Corporate Governance Report

Business Responsibility Report

Management Discussion & Analysis

123

A change in requirements under long-term supply arrangements

committing Jaguar Land Rover to purchase minimum or fixed

quantities of certain parts, or to pay a minimum amount to the

seller, could have a material adverse impact on the Company’s

financial condition or results of operations. The Company have

entered into a number of long-term supply contracts that require

Jaguar Land Rover to purchase a fixed quantity of parts to be used

in the production of Jaguar Land Rover vehicles (e.g., ‘‘take-or-pay’’

contracts). If the need for any of these parts were to lessen, Jaguar

Land Rover could still be required to purchase a specified quantity

of the part or pay a minimum amount to the seller pursuant to the

take-or-pay contract, which could have a substantial adverse effect

on the Company’s financial condition or results of operations.

Increases in input prices may have a material adverse effect on

the Company’s results of operations.

- **Tasks to carry out**:
A. According to the passage on supply contracts, why could a drop in Jaguar Land Rover's need for certain parts still hurt the Company's finances? Answer in one to three sentences.
B. Does each statement agree with the passage on supply contracts? Answer yes or no for each, and quote the words from the passage that decide it.
(i) The Company has signed long-term supply contracts that require Jaguar Land Rover to buy a fixed quantity of parts.
(ii) Under a take-or-pay contract, Jaguar Land Rover owes nothing if its need for a part goes down.
(iii) Rising input prices are described as having no effect on the Company's results.
C. Retype the passage on supply contracts, starting at the words "in the production" and stopping after "Company’s financial condition or results of operations.".
The data below was taken from a different source than the passage on supply contracts.

- **Data excerpt**:

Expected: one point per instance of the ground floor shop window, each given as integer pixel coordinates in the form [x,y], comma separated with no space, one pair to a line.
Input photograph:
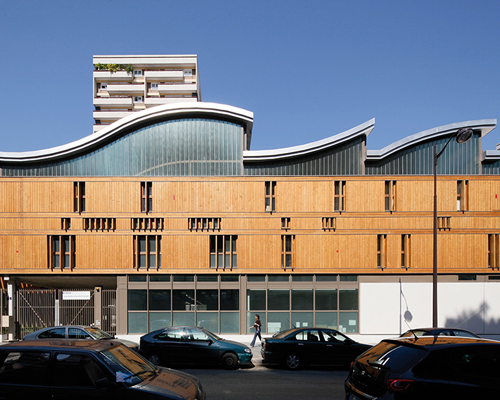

- **Complete answers**:
A. Under take-or-pay contracts, Jaguar Land Rover could still be required to buy a specified quantity of the part or pay a minimum amount to the seller even if its need for the part lessened. That could have a substantial adverse effect on the Company's financial condition or results of operations.

B.
(i) Yes: "entered into a number of long-term supply contracts that require Jaguar Land Rover to purchase a fixed quantity of parts"
(ii) No: "Jaguar Land Rover could still be required to purchase a specified quantity of the part or pay a minimum amount to the seller"
(iii) No: "Increases in input prices may have a material adverse effect on the Company’s results of operations."

C.
in the production of Jaguar Land Rover vehicles (e.g., ‘‘take-or-pay’’

contracts). If the need for any of these parts were to lessen, Jaguar

Land Rover could still be required to purchase a specified quantity

of the part or pay a minimum amount to the seller pursuant to the

take-or-pay contract, which could have a substantial adverse effect

on the Company’s financial condition or results of operations.